__Work instructions__: Tally how many lines in the data below contain the string "clicks", with case counting, and reply with that number alone.

########

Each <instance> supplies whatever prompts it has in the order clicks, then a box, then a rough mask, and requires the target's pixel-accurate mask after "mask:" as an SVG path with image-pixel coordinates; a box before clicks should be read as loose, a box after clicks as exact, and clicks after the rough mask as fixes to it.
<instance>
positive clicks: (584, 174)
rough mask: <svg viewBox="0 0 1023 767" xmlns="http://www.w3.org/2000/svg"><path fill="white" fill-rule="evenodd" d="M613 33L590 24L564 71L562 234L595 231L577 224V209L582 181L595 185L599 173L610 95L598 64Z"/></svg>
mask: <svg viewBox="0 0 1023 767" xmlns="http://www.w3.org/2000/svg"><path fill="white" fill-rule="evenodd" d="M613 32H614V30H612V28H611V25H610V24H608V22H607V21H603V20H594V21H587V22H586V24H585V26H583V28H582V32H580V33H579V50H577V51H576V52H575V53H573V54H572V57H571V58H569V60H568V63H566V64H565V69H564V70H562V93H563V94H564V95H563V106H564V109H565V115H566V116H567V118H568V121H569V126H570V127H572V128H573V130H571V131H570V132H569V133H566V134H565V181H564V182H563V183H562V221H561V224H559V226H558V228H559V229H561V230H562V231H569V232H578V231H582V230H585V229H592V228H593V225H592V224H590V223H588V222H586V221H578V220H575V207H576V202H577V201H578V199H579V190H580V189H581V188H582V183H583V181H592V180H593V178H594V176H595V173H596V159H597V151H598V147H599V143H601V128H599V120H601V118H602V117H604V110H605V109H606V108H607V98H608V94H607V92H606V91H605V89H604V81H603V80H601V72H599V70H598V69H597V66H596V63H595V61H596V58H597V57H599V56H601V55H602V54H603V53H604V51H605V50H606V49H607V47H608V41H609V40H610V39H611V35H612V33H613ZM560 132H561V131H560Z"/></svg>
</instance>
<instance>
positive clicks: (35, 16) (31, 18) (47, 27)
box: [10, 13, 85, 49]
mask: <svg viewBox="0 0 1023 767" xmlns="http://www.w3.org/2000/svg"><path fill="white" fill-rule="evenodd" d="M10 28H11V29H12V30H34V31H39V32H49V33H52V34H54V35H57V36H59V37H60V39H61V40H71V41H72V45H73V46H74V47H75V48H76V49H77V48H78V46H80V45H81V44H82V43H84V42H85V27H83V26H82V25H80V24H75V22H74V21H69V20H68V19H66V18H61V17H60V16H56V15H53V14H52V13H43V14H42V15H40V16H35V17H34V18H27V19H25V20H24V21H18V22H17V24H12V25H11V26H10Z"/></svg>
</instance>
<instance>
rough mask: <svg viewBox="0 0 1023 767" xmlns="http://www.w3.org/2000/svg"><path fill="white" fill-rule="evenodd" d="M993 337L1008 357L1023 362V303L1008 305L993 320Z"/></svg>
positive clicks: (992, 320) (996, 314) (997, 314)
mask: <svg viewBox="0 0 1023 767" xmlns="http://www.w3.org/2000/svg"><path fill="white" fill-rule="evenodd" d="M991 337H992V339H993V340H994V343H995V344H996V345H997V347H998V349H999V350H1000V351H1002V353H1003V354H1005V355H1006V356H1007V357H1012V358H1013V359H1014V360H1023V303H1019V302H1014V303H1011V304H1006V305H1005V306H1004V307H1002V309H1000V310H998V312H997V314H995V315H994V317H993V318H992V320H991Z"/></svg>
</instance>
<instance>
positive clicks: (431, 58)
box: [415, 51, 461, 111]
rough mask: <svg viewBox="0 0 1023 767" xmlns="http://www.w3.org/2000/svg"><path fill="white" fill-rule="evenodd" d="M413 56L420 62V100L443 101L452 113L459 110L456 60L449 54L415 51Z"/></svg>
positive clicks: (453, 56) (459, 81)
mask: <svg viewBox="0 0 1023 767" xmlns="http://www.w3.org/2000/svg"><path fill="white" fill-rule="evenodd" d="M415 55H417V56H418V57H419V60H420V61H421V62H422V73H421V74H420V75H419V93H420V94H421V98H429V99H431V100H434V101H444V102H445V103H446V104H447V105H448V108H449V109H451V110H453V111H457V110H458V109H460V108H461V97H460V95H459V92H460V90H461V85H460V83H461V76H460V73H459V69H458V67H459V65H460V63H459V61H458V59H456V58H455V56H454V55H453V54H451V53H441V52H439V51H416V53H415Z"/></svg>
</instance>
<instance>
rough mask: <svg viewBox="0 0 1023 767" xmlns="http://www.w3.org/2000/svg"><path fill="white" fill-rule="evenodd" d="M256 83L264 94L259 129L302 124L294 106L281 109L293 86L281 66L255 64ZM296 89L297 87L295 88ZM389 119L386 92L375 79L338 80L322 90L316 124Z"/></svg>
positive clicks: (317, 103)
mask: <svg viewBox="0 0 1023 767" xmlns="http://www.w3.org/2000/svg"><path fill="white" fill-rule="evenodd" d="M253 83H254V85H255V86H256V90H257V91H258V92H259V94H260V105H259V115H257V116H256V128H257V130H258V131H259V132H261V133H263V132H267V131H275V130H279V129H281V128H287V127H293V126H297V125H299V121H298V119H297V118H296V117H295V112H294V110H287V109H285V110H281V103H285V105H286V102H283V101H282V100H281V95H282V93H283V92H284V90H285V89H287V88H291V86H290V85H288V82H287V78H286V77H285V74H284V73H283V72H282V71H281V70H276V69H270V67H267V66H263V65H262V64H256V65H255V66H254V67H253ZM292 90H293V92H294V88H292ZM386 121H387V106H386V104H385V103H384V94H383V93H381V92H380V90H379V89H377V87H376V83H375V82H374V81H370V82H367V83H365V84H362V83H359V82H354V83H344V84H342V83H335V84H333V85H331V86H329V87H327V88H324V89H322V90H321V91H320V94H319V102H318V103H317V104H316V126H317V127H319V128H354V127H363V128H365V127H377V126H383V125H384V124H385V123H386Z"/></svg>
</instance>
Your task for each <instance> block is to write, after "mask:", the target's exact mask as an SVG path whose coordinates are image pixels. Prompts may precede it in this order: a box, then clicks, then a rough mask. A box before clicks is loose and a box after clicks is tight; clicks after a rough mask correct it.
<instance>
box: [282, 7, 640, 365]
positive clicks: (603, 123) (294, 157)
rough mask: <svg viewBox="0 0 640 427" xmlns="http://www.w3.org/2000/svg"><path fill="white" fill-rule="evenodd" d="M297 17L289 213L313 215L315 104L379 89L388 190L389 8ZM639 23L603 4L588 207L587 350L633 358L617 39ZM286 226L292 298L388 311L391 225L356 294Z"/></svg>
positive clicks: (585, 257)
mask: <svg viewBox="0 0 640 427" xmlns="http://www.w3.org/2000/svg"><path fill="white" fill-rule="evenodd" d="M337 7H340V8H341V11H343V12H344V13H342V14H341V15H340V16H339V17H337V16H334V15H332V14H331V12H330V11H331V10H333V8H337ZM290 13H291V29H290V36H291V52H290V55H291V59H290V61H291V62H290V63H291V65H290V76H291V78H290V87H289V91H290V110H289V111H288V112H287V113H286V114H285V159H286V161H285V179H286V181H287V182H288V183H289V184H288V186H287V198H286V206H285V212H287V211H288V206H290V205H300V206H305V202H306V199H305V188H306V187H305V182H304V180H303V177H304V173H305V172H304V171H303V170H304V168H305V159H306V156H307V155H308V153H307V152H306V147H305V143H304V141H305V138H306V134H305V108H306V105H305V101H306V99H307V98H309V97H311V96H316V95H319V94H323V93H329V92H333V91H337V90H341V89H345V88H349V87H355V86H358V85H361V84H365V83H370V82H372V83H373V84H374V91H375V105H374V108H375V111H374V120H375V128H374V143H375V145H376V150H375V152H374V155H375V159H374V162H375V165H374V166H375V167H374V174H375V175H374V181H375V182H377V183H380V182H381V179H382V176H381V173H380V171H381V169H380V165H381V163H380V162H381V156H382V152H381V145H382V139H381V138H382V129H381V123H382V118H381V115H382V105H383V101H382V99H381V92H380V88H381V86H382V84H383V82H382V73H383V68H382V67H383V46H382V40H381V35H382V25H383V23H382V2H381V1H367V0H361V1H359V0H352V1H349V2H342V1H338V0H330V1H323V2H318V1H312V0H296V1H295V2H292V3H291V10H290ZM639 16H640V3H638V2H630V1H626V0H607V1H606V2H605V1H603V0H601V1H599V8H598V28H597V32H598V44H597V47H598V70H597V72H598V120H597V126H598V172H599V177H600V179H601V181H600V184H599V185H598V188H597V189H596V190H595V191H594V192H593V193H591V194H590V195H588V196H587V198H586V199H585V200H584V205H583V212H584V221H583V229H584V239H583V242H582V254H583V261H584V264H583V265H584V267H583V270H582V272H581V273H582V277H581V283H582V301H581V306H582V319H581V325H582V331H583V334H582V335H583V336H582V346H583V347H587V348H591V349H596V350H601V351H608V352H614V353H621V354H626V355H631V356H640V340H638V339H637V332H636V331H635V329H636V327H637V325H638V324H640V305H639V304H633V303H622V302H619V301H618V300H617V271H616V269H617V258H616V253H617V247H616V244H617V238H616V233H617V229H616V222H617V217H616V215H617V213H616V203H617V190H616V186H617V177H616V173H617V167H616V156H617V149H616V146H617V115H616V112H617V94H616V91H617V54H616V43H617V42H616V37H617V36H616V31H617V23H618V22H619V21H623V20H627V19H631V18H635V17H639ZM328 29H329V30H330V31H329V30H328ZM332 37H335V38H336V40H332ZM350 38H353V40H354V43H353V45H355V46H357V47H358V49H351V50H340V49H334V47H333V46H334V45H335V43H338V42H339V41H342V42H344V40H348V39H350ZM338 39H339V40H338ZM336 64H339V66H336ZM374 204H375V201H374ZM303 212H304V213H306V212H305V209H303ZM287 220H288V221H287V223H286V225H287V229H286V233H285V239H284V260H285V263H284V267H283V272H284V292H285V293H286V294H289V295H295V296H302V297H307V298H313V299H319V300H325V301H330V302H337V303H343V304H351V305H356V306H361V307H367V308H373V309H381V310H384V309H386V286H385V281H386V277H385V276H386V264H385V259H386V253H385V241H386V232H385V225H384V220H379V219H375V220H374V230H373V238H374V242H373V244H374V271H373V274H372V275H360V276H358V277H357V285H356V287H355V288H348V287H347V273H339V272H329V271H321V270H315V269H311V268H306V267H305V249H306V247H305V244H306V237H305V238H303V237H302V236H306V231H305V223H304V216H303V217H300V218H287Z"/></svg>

########

__Exercise output__: 10